▶ **Excerpted records**:
^^^^^^^^

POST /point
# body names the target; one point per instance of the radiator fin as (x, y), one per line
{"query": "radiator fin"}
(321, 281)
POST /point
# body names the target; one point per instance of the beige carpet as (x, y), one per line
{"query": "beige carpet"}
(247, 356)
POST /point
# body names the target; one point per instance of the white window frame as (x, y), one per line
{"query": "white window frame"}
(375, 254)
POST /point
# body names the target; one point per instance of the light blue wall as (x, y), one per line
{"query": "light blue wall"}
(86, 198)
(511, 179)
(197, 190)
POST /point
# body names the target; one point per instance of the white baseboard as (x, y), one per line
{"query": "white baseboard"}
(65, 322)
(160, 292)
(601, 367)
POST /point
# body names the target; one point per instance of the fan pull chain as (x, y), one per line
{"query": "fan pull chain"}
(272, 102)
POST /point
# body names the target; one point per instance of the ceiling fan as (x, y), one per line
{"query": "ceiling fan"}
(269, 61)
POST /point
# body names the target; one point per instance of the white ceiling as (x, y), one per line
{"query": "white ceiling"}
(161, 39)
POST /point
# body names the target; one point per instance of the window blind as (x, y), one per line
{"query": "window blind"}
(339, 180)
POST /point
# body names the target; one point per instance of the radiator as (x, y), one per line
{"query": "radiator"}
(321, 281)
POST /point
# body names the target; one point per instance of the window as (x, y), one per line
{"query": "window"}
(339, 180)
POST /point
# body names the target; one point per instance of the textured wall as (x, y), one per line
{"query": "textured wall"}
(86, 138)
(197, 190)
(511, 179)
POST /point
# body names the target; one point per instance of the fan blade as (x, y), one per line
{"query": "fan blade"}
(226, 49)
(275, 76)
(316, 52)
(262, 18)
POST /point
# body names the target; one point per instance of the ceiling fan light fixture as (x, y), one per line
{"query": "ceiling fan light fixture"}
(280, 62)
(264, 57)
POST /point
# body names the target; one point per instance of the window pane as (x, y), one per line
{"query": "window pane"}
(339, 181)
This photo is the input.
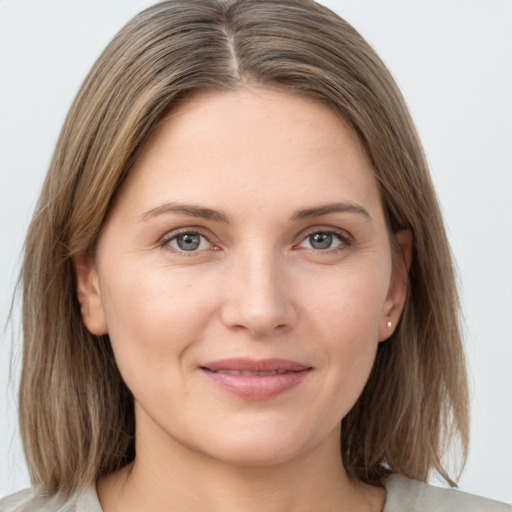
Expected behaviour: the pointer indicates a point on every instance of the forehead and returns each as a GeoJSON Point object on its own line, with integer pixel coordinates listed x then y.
{"type": "Point", "coordinates": [259, 145]}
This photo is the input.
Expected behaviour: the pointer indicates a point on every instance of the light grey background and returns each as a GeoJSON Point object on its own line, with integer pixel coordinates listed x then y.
{"type": "Point", "coordinates": [453, 61]}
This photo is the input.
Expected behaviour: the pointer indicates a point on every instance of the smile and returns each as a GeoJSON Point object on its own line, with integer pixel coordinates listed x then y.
{"type": "Point", "coordinates": [255, 379]}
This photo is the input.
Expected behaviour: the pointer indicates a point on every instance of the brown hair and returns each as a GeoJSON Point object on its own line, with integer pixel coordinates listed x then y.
{"type": "Point", "coordinates": [76, 414]}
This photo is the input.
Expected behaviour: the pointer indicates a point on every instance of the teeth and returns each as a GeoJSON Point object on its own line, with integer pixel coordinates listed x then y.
{"type": "Point", "coordinates": [248, 373]}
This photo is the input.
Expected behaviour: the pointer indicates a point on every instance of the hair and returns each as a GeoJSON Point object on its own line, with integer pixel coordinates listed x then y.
{"type": "Point", "coordinates": [76, 413]}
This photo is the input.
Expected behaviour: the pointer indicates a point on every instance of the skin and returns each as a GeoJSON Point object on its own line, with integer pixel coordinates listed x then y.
{"type": "Point", "coordinates": [258, 286]}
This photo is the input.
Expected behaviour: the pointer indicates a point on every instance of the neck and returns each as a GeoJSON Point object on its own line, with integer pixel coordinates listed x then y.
{"type": "Point", "coordinates": [175, 478]}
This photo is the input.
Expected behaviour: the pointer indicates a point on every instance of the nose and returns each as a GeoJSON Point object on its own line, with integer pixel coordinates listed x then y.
{"type": "Point", "coordinates": [258, 297]}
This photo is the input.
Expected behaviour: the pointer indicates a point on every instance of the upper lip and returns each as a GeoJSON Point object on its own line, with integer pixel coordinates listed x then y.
{"type": "Point", "coordinates": [255, 365]}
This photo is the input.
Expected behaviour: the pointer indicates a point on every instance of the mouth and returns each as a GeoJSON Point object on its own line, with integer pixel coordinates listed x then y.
{"type": "Point", "coordinates": [256, 379]}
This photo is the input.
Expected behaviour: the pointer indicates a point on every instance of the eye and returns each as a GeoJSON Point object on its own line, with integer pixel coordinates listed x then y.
{"type": "Point", "coordinates": [188, 241]}
{"type": "Point", "coordinates": [323, 240]}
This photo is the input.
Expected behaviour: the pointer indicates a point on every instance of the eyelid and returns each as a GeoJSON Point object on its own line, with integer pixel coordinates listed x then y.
{"type": "Point", "coordinates": [345, 237]}
{"type": "Point", "coordinates": [170, 235]}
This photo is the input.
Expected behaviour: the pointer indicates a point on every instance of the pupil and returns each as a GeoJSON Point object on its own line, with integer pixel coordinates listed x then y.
{"type": "Point", "coordinates": [321, 240]}
{"type": "Point", "coordinates": [189, 241]}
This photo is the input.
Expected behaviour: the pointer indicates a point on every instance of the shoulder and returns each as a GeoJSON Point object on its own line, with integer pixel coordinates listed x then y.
{"type": "Point", "coordinates": [406, 495]}
{"type": "Point", "coordinates": [37, 500]}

^^^^^^^^

▶ **Exercise objective**: Copy each line above that contains the string "light", matching case exactly.

▶ **Expected answer**:
# body names the target; one point per instance of the light blue wall as (x, y), one per line
{"query": "light blue wall"}
# body names the target; one point per instance of the ceiling fan light fixture as (x, y), one per line
{"query": "ceiling fan light fixture"}
Expected behaviour: the pointer indicates a point on every instance of the light grey background and returns each as a GeoJSON Point object on its own line, with integer pixel coordinates listed x then y.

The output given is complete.